* _OPDRACHT 1_: Met wie heeft de spreker volgens het gekozen fragment het verdrag over gestolen kunst besproken?
* _OPDRACHT 2_:
Geef bij elke bewering aan of die klopt met het gekozen fragment. Antwoord met ja of nee en citeer de woorden die de doorslag geven.
(a) Volgens de heer Dittrich zijn er vijf functies weggehaald bij de kunst- en antiekpolitie.
(b) De heer De Grave vindt dat het nemen van maatregelen primair een taak van de politie is.
(c) Het wetsvoorstel over het verdrag is al bij de Kamer ingediend.
* _OPDRACHT 3_: Neem alsjeblieft letterlijk het deel van het gekozen fragment over dat begint met "Uw suggestie over" en doorloopt tot en met "te kunnen indienen.".

* _GEKOZEN FRAGMENT_:
◆ ◆ ◆ ◆ ◆ ◆ ◆
Dat geldt ook voor uw vragen of mensen minder snel geneigd zullen zijn, in een legaat kunst af te staan aan een museum. Het antwoord op die vraag moet ik schuldig blijven. Ik ben met u eens dat als dit zo doorgaat, mensen geneigd zullen zijn dat minder snel te doen.

Uw suggestie over het inbouwen van een chip in kunstvoorwerpen zal ik betrekken in het overleg.

Uw laatste vraag betrof het verdrag over gestolen kunst. Ik heb daar full speed aan gewerkt, zoals u waarschijnlijk wel weet. Ik heb het verdrag besproken met collega Donner van Justitie. Hij werkt aan een kleine aanpassing. Zeer binnenkort verwachten wij het wetsvoorstel bij deze Kamer te kunnen indienen.

De heer De Grave (VVD):

Iedereen is het erover eens dat deze kunstroof buitengewoon ergerniswekkend is geweest. Ik neem aan dat de heer Dittrich het ook met mij eens is dat het primair een zaak van de kunstinstellingen zelf is, adequate maatregelen te nemen. Mijn vraag betreft zijn voorstel over die kunstpolitie. Hoeveel politieagenten moeten daarvoor naar de mening van de heer Dittrich beschikbaar worden gesteld? Kan hij exact aangeven welke huidige taken van de politie niet meer uitgevoerd behoeven te worden om de kunstpolitie te kunnen bemensen? Welke elementen van de huidige criminaliteitsbestrijding krijgen bij hem minder prioriteit? Als hij dat niet kan aangeven, is het wel een wat vrijblijvend voorstel.

De heer Dittrich (D66):

Het is goed dat de heer De Grave deze vraag stelt. Ik merk daaruit dat hij niet op de hoogte is van de discussies die wij hierover vorig jaar hebben gevoerd. Het gaat om vijf functies die weggehaald zijn bij de kunst- en antiekpolitie. Die moeten terugkomen. Door het vorige kabinet, waar de heer De Grave deel van heeft uitgemaakt, is een kostenplaatje verstrekt. Wij weten dan ook precies hoeveel het kost. Het gevolg van het weghalen van de kunst- en antiekpolitie is dat er geen centraal aanspreekpunt meer is voor verzekeringsmaatschappijen, musea en de kunstwereld als zodanig. Dat aanspreekpunt is bikkelhard nodig. Er is immer specialistische kennis nodig voor contacten met Interpol en met andere landen om gestolen kunst sneller terug te krijgen. In het debat met de minister voor de politie en de staatssecretaris voor cultuur is de vraag gesteld of het zoveel kost om de kunstpolitie in stand te houden en of het ten koste gaat van andere taken. Volgens de regering was het een organisatorische kwestie. Zo is het ons gepresenteerd. Die zou niet ten koste gaan van de specialistische kennis. Dat blijkt niet het geval te zijn.
◆ ◆ ◆ ◆ ◆ ◆ ◆
* _VERSTREKTE GEGEVENS_:
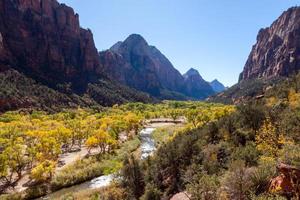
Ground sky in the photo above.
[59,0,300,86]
◆ ◆ ◆ ◆ ◆ ◆ ◆
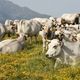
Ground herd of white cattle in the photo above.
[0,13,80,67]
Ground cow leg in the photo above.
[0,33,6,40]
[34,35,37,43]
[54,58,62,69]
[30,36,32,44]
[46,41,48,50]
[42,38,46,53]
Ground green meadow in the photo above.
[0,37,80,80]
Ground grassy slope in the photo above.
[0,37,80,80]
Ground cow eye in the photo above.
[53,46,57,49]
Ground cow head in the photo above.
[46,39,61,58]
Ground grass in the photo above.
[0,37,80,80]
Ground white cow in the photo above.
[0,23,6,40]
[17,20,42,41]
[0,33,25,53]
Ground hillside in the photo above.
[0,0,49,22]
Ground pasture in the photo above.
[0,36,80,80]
◆ ◆ ◆ ◆ ◆ ◆ ◆
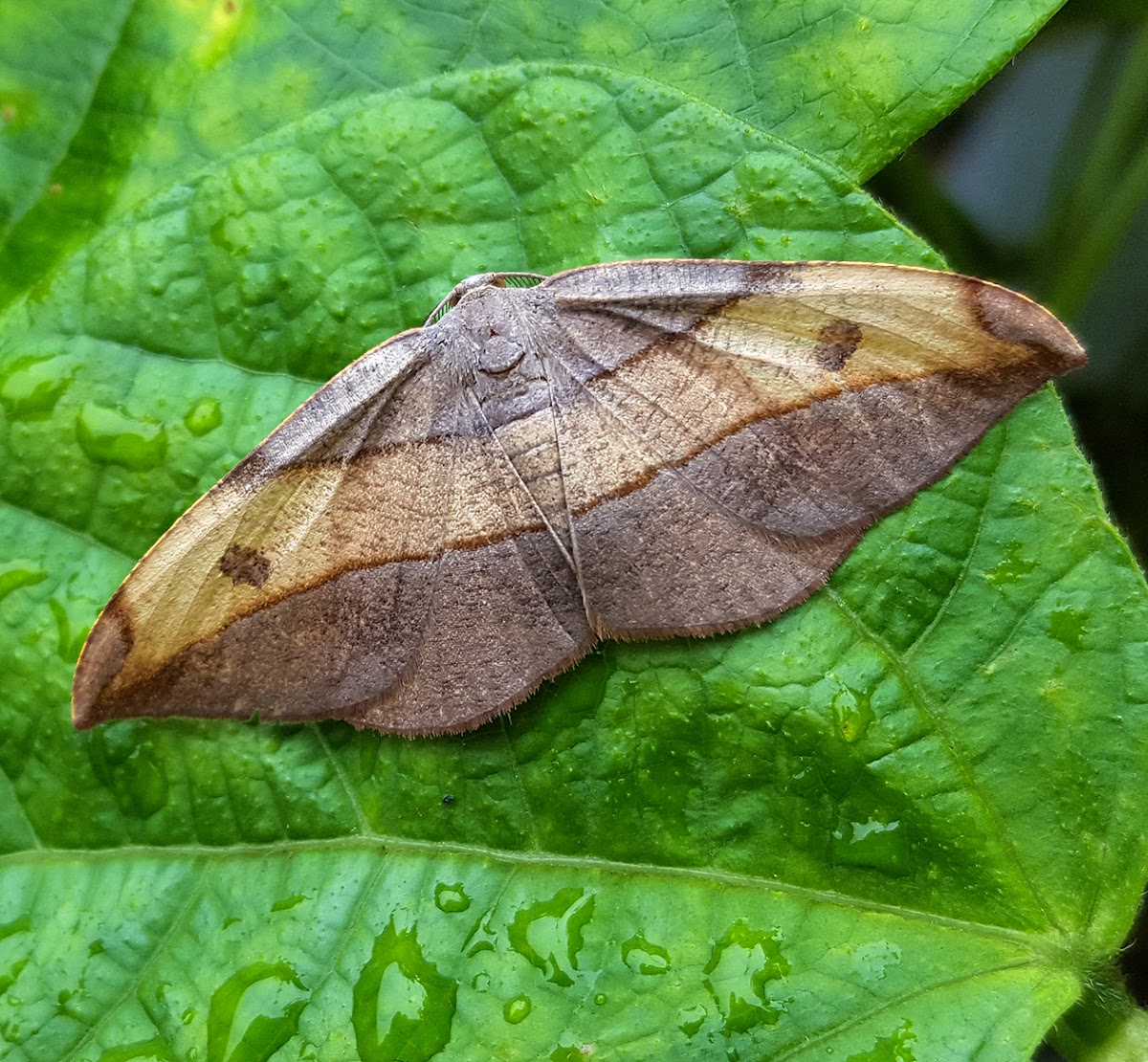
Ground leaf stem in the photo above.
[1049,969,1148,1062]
◆ ◆ ◆ ◆ ◆ ◆ ◆
* _OPLOSSING 1_: Met collega Donner van Justitie.

* _OPLOSSING 2_:
(a) Ja: "Het gaat om vijf functies die weggehaald zijn bij de kunst- en antiekpolitie."
(b) Nee: "dat het primair een zaak van de kunstinstellingen zelf is, adequate maatregelen te nemen."
(c) Nee: "Zeer binnenkort verwachten wij het wetsvoorstel bij deze Kamer te kunnen indienen."

* _OPLOSSING 3_:
Uw suggestie over het inbouwen van een chip in kunstvoorwerpen zal ik betrekken in het overleg.

Uw laatste vraag betrof het verdrag over gestolen kunst. Ik heb daar full speed aan gewerkt, zoals u waarschijnlijk wel weet. Ik heb het verdrag besproken met collega Donner van Justitie. Hij werkt aan een kleine aanpassing. Zeer binnenkort verwachten wij het wetsvoorstel bij deze Kamer te kunnen indienen.